[Opening MATERIAL SUPPLIED section]

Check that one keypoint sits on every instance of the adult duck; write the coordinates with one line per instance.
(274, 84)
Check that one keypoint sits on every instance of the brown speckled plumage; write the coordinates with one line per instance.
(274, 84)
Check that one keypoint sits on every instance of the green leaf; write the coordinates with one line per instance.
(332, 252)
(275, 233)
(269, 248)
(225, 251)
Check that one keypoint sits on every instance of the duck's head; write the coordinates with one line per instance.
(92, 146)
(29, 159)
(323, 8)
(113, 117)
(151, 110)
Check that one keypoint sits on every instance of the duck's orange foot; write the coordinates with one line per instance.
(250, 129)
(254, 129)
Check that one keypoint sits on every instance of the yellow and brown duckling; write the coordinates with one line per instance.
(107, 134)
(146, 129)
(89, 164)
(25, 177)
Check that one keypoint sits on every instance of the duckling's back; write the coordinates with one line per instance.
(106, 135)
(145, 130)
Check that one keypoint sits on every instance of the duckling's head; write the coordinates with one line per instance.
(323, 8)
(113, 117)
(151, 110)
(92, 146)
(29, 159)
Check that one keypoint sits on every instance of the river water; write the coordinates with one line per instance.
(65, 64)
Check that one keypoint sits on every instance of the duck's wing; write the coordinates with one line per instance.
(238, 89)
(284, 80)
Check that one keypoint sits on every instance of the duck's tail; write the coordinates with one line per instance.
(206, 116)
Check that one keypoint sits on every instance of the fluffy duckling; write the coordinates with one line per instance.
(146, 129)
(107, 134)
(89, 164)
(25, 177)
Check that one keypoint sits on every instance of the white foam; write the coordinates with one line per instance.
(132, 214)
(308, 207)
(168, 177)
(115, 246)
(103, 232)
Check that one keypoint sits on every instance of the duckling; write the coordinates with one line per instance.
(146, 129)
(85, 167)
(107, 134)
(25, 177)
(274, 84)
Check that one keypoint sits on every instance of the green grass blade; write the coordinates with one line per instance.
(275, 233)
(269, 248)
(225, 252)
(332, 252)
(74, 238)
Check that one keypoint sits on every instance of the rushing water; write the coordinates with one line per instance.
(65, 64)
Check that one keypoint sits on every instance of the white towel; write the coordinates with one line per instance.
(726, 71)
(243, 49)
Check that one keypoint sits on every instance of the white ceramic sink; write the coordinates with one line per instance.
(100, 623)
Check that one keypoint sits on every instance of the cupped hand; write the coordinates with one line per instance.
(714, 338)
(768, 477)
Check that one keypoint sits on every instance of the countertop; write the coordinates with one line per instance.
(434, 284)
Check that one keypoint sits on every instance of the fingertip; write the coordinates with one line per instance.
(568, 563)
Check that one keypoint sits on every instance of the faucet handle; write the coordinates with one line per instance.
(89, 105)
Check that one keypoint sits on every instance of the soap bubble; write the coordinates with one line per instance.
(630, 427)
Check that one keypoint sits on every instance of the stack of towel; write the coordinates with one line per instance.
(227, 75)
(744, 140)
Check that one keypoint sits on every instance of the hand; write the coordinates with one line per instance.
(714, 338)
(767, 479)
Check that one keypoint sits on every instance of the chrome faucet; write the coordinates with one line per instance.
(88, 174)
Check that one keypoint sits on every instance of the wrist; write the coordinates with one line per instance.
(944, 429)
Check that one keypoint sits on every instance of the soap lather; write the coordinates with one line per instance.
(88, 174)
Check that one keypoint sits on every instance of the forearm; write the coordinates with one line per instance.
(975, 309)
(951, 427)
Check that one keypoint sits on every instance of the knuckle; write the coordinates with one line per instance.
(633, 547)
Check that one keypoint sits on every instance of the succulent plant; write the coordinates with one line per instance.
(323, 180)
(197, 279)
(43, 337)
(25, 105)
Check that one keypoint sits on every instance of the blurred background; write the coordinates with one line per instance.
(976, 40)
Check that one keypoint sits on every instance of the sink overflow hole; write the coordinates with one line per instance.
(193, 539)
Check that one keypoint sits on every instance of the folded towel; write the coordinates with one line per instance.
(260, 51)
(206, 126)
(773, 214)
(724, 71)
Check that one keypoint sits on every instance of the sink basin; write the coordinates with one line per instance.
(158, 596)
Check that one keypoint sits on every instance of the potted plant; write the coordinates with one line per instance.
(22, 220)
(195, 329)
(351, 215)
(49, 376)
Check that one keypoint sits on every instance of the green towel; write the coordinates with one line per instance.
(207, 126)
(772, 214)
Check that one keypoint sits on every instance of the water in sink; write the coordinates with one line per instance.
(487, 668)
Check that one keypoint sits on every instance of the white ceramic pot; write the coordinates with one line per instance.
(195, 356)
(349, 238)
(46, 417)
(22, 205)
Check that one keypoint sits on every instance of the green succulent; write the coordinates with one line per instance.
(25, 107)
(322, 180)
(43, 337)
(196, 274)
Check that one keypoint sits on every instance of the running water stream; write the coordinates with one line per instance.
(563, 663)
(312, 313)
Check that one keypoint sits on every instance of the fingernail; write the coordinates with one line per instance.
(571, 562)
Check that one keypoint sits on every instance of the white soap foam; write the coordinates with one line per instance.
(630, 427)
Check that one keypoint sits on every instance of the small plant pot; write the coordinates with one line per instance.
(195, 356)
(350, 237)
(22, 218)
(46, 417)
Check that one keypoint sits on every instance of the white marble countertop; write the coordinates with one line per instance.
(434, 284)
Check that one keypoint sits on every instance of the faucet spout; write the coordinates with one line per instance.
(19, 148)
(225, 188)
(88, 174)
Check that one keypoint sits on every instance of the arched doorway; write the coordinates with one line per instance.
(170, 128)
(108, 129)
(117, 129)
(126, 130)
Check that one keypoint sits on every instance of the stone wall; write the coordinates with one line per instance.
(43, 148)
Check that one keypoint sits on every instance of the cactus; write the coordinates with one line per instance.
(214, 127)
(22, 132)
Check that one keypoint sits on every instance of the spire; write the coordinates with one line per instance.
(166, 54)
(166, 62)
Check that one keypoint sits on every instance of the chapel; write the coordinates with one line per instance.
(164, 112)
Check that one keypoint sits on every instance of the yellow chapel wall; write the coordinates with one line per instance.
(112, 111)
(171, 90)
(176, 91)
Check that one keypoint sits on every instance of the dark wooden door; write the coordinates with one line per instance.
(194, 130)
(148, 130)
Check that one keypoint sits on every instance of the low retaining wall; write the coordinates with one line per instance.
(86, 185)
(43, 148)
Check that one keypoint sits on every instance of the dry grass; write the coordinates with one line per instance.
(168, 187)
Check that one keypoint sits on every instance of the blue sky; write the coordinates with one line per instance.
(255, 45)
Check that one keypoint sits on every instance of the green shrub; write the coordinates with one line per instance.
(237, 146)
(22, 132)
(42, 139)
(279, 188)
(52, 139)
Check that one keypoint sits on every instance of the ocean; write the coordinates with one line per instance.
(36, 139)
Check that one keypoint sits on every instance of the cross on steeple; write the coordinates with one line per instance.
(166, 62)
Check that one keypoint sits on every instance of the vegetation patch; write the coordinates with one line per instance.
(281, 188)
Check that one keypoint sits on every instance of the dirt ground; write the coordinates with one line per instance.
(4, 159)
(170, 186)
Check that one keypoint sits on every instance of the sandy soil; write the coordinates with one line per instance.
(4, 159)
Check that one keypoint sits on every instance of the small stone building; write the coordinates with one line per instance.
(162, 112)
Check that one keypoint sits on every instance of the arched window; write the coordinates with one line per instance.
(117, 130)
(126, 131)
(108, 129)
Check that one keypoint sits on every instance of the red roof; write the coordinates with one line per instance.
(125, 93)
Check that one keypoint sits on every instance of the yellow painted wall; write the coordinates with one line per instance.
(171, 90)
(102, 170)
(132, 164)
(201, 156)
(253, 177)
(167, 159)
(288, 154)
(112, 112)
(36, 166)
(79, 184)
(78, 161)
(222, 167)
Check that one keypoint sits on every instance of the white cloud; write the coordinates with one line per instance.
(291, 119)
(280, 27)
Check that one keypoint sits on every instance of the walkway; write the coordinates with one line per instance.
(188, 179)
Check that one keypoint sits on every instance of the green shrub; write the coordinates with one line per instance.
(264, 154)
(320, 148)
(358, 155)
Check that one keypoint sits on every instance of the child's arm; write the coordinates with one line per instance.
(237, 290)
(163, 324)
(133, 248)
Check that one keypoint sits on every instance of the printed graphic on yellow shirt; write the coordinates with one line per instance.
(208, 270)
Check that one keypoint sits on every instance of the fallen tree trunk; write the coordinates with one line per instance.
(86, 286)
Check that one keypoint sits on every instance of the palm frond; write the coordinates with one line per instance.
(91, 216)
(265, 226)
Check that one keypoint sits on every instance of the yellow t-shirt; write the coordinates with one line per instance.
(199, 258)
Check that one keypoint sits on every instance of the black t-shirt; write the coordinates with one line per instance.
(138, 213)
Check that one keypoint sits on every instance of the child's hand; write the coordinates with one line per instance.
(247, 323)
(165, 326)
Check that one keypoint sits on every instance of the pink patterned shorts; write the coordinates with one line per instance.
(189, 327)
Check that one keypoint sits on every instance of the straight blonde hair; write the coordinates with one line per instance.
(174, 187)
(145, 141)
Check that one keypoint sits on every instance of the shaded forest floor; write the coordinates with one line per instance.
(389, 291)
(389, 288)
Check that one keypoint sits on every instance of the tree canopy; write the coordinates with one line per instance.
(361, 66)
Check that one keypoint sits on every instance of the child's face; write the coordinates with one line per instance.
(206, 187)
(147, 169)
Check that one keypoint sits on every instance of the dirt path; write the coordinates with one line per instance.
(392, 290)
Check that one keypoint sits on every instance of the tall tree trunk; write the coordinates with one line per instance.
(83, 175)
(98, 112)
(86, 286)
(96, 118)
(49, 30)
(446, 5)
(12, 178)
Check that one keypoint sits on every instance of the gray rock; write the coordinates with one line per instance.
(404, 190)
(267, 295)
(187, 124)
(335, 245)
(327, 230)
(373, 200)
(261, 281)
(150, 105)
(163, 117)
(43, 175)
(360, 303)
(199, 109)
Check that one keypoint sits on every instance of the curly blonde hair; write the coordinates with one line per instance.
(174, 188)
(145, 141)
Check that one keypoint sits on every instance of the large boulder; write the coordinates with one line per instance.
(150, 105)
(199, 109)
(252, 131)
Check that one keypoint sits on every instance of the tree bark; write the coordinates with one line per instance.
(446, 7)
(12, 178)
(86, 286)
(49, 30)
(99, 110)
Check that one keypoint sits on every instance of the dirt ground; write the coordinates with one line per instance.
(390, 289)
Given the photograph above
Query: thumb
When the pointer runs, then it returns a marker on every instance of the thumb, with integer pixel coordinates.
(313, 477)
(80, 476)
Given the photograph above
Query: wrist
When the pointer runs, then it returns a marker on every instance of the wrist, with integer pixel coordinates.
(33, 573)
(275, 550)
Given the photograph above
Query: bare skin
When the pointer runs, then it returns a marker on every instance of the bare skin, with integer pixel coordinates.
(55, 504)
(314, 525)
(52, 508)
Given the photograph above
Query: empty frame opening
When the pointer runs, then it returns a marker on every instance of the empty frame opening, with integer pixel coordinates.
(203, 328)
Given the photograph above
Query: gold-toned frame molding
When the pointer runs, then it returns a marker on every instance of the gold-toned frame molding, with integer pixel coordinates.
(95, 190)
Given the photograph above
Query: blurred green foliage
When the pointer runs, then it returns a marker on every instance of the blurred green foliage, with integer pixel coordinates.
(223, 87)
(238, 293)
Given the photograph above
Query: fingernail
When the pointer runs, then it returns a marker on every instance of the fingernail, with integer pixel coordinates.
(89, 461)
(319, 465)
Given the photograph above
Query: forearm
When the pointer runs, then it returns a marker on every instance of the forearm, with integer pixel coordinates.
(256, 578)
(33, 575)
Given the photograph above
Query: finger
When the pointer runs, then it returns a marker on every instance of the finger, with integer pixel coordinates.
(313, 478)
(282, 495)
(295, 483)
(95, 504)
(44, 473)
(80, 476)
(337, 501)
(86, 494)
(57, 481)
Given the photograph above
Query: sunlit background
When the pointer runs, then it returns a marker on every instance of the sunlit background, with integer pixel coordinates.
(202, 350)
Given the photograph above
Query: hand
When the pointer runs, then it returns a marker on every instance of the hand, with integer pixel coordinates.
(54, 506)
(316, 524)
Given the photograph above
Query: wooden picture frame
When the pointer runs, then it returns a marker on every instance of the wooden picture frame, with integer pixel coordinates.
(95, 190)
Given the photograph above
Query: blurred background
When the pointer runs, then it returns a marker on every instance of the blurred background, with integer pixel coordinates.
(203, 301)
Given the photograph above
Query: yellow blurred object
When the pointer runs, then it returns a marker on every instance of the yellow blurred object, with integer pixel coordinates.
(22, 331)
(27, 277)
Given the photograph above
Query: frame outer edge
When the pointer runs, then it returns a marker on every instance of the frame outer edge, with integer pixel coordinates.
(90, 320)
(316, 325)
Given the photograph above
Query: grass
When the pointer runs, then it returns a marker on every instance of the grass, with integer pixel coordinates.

[Closing MATERIAL SUPPLIED section]

# TASK TO COMPLETE
The response must hold only the lines above from the line with "Check that one keypoint sits on every instance of the tall" through the line with "Query: bare skin", each copied exactly, both ends kept.

# EXERCISE SOLUTION
Check that one keypoint sits on every instance of the tall tree trunk; write the coordinates with one line per instance.
(83, 175)
(98, 112)
(86, 286)
(96, 118)
(49, 30)
(446, 5)
(12, 178)
Check that one keypoint sits on every instance of the gray rock; write the coordinates with one line per instance.
(404, 190)
(267, 295)
(187, 124)
(335, 245)
(327, 230)
(373, 200)
(261, 281)
(150, 105)
(163, 117)
(43, 175)
(360, 303)
(199, 109)
Check that one keypoint sits on every instance of the curly blonde hair; write the coordinates with one line per instance.
(174, 188)
(145, 141)
Check that one keypoint sits on every instance of the large boulder; write the coordinates with one line per instance.
(150, 105)
(199, 109)
(252, 131)
Check that one keypoint sits on every instance of the tree bark; write the coordinates with one line per instance.
(446, 7)
(12, 178)
(86, 286)
(49, 30)
(99, 110)
Check that one keypoint sits on every instance of the dirt ground; write the coordinates with one line per instance.
(390, 289)
Given the photograph above
Query: thumb
When the pointer runs, then it returns a marker on every instance of the thumb, with integer pixel coordinates.
(313, 477)
(80, 476)
Given the photograph above
Query: wrist
When the pointer runs, then it returns a marker on every instance of the wrist, with integer pixel coordinates.
(33, 573)
(275, 550)
Given the photograph above
Query: bare skin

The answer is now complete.